== RECORDS SUPPLIED ==
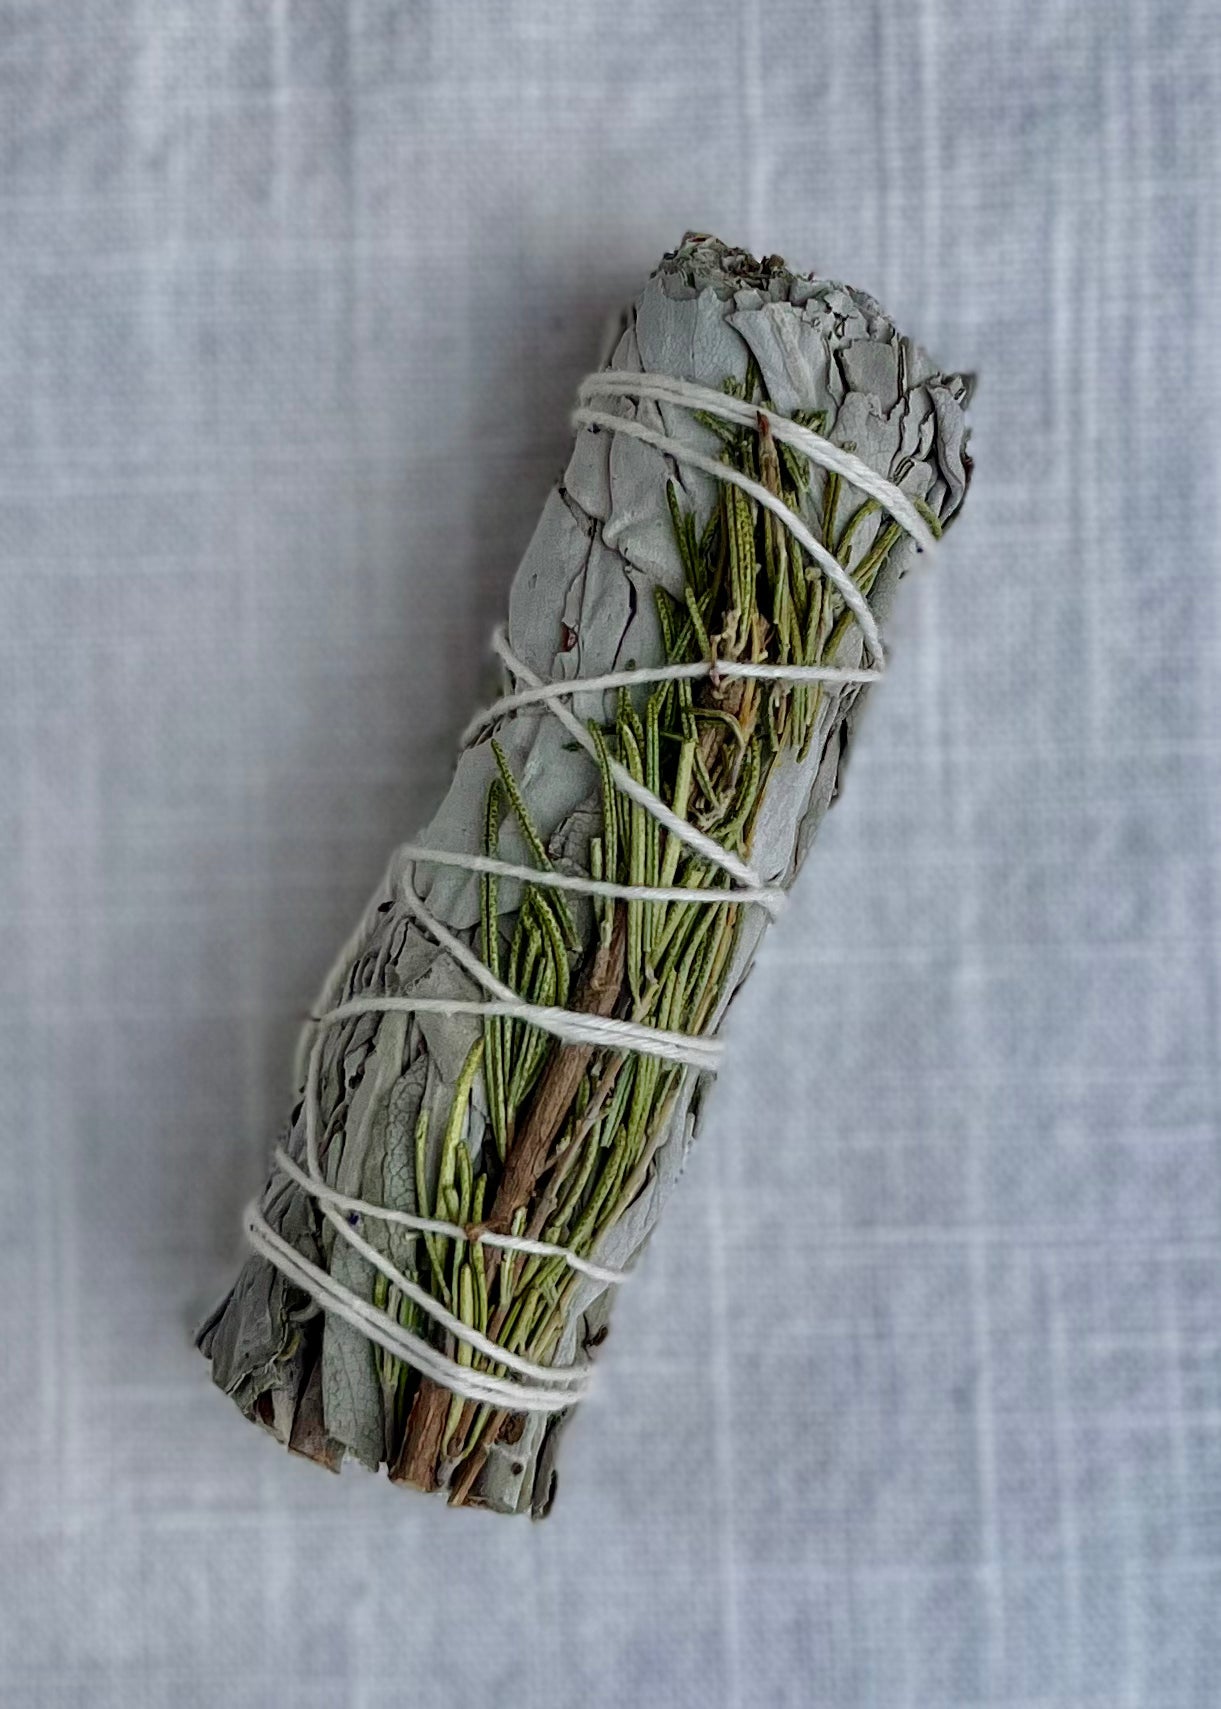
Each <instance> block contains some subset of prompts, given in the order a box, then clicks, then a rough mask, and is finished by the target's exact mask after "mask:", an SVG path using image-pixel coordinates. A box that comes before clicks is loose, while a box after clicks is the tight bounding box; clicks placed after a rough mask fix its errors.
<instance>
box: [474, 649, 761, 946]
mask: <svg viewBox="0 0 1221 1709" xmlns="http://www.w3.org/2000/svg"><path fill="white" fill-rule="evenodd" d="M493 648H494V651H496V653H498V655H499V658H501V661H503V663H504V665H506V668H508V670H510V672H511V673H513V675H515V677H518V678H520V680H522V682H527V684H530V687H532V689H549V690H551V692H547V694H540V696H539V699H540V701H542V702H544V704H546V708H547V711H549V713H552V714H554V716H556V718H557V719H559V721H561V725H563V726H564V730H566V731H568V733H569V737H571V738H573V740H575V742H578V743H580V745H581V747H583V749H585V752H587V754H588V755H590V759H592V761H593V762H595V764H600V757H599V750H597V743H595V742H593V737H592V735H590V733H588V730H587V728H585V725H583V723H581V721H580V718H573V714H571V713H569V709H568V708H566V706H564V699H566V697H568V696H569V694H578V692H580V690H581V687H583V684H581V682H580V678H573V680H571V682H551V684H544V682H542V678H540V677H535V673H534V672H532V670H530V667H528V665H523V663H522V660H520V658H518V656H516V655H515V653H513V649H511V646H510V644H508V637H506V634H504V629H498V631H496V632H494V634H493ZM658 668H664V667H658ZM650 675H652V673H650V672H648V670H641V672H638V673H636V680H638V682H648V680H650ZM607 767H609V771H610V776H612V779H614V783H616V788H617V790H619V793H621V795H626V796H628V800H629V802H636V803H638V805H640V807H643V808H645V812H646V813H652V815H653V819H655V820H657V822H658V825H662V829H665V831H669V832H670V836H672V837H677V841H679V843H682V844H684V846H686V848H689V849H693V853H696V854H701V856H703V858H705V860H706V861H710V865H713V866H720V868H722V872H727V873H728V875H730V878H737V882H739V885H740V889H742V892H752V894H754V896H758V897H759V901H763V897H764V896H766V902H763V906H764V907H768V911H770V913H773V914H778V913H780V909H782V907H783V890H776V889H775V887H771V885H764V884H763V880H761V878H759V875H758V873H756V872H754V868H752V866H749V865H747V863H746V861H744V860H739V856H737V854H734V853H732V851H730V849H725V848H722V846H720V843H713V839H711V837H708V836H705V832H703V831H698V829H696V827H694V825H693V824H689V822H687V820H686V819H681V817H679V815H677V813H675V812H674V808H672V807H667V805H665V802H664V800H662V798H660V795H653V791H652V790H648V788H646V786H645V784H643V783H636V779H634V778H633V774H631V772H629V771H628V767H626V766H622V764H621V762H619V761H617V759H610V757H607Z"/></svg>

==

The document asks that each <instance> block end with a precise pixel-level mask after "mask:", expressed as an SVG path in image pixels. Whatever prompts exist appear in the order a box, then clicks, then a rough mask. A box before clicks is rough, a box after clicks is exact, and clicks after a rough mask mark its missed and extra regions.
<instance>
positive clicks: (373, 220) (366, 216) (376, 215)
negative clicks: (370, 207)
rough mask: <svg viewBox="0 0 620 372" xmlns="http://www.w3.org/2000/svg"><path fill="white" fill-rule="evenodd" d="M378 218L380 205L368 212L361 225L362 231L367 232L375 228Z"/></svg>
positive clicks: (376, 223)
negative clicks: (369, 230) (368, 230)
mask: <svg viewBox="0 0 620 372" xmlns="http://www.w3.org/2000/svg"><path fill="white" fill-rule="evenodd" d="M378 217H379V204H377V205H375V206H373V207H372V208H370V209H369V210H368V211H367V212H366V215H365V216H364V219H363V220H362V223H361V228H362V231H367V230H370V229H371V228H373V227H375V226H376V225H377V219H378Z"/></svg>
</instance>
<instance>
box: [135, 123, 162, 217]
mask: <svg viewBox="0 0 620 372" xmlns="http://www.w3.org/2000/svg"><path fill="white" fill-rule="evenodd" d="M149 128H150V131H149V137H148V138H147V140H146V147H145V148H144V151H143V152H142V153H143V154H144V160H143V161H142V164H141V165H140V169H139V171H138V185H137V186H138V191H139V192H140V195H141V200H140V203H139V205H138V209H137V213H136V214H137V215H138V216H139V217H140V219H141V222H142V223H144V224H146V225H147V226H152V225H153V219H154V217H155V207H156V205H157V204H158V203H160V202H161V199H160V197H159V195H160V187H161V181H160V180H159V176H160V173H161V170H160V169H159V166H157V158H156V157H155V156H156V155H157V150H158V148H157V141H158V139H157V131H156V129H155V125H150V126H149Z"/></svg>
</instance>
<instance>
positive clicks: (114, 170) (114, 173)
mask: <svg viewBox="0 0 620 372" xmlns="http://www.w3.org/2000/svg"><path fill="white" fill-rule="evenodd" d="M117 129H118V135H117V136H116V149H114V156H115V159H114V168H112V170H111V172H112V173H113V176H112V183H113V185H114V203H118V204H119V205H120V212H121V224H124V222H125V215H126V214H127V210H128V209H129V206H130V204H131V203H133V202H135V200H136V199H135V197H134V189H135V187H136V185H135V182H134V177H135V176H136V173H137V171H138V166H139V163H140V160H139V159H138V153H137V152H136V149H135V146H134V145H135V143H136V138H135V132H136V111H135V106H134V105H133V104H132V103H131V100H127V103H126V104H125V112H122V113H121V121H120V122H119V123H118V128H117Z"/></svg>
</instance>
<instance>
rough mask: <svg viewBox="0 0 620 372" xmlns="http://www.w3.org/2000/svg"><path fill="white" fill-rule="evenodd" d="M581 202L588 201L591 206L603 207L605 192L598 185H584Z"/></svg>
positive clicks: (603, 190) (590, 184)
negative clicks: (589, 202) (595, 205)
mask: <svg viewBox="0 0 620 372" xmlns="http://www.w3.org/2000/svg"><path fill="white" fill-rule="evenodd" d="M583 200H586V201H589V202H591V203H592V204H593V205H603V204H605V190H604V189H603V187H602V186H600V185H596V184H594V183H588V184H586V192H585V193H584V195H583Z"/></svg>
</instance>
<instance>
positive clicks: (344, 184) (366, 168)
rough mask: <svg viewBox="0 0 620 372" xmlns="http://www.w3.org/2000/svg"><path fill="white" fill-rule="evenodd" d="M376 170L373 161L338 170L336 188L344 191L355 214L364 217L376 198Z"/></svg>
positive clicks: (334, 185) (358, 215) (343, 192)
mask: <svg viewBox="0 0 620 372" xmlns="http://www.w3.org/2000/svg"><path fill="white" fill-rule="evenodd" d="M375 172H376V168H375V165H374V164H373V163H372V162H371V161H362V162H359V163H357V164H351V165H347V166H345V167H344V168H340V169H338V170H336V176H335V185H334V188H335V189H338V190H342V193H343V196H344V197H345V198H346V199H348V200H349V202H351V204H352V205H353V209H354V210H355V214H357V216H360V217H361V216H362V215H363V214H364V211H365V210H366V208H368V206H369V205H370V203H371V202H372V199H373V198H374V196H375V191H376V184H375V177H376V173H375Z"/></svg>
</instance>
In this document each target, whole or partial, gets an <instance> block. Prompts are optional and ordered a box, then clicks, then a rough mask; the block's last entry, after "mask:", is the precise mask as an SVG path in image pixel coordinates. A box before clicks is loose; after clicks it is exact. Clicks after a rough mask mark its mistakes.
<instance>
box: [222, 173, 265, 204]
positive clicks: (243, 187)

== WORK TO COMPLETE ==
One number makes up the answer: the number of lines among the entries that include the word "loose".

== ANSWER FOR THIS EXERCISE ==
2